目的: オペラとグリム童話の結末を比べた文章を、最後の一文の後から書き継いでください。

提示文:
• • • •

19世紀の芸術家達が抱いた夢と、民話にみられる昔の貧しい庶民の夢 

では、今度は物語の結末をみてみましょう。オペラでは、魔女が死んだ後、お菓子にされていた子ども達の魔法を解き、みんなが助かったことを喜び、自分達をお救い下さった神様に感謝して幕を閉じます。グリム童話の方は、魔女が死んだ後、魔女の家の中を探すと、あちこちに真珠や宝石の入ったながもちがあり、兄妹はその宝石類を沢山持ち帰り、その後、お父さんと豊かで幸せな生活を送るというオチになっています。人食い女である魔女が、沢山の宝石類を蓄えているなど荒唐無稽でおかしな話しですが、「沢山の宝物を手に入れて、家族仲良く幸せに暮らす」というハッピーエンドは、洋の東西の違いにかかわらず、民話に多く見られる結末です。つまり「大判小判がザックザックザックザク」は庶民の切実な夢だったのです。「貧しくとも愛に満ちた心豊かな生活を送る」などという考え方は、生きて行くために、場合によっては親や子を捨てたりしなければならないほど貧しかった庶民にとって、嘘っぱちに感じられたことでしょう。物の存在は、家族が仲良く生活して行くための必要不可欠な条件だったのです。

• • • •

資料の抜粋:
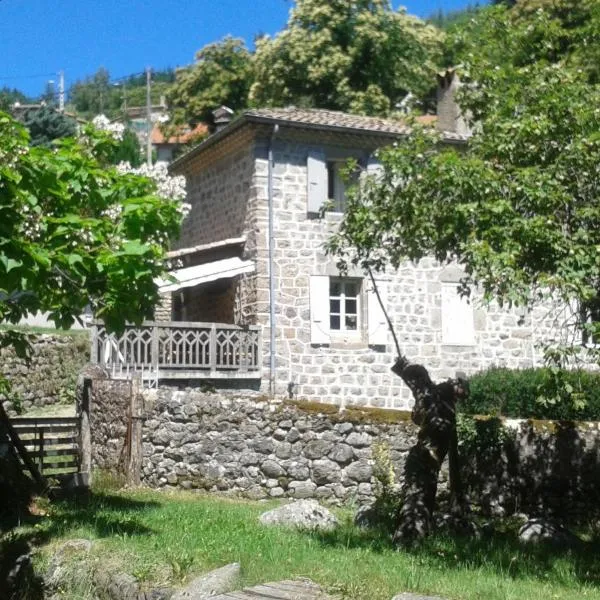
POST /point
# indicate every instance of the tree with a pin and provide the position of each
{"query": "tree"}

• • • •

解答:
 こんどは、アンデルセンの作品や他の
19世紀のオペラ作品の例をみてみましょう。まず、アンデルセンの『人魚姫』です。嵐の日に地上の王子様を助け、そして、その王子様に恋をしてしまった人魚姫は、魔法使いに頼み、人間の娘にしてもらいます。ただそれは、もう人魚には戻れないこと、もし王子様が他の女性と結婚した時には、人魚姫の心臓は破裂し、水の上の泡になってしまう、という約束を受け入れてのことだったのです。王子様は人間の娘になった人魚姫を愛(いつく)しみましたが、やがて隣の国の王女様と結婚することになります。姉さんが魔法使いからもらった短刀を持って来て言います。「この短刀で王子の心臓を刺し、その血を足に浴びれば、お前はもとの人魚に戻れるのだよ」と。人魚姫は姉さんの言いつけ通りにしようとしますが、短刀で愛する王子様の心臓を突き刺すことはとても出来ず、短刀を海に投げ捨ててしまいます。人魚姫は自分の体が泡になって行くのを感じますが、やがて泡を抜け、空気の精になります。そして、王女様にキスをし、王子様に微笑みかけ、天に昇って行きます。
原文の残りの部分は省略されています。